** Opening MATERIAL SHOWN block **
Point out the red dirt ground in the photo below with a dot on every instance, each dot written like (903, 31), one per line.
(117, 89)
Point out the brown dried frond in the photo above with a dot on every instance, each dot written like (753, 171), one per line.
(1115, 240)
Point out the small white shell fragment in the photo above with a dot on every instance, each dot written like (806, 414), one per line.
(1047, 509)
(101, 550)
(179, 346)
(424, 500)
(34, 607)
** Closing MATERIAL SHOWN block **
This exercise requires all the entries to be written out again exactly.

Point out the red dirt ground in the photo below with a dot on every instance, each dot written like (903, 31), one per line.
(117, 89)
Point out the brown dried frond in the photo above with a dot on every instance, each dot written like (753, 171), one per line.
(1115, 240)
Point out the small white shell fragment in the photo above with a dot on every instance, each dot written like (806, 414), one per line.
(1047, 509)
(101, 550)
(179, 346)
(424, 500)
(34, 607)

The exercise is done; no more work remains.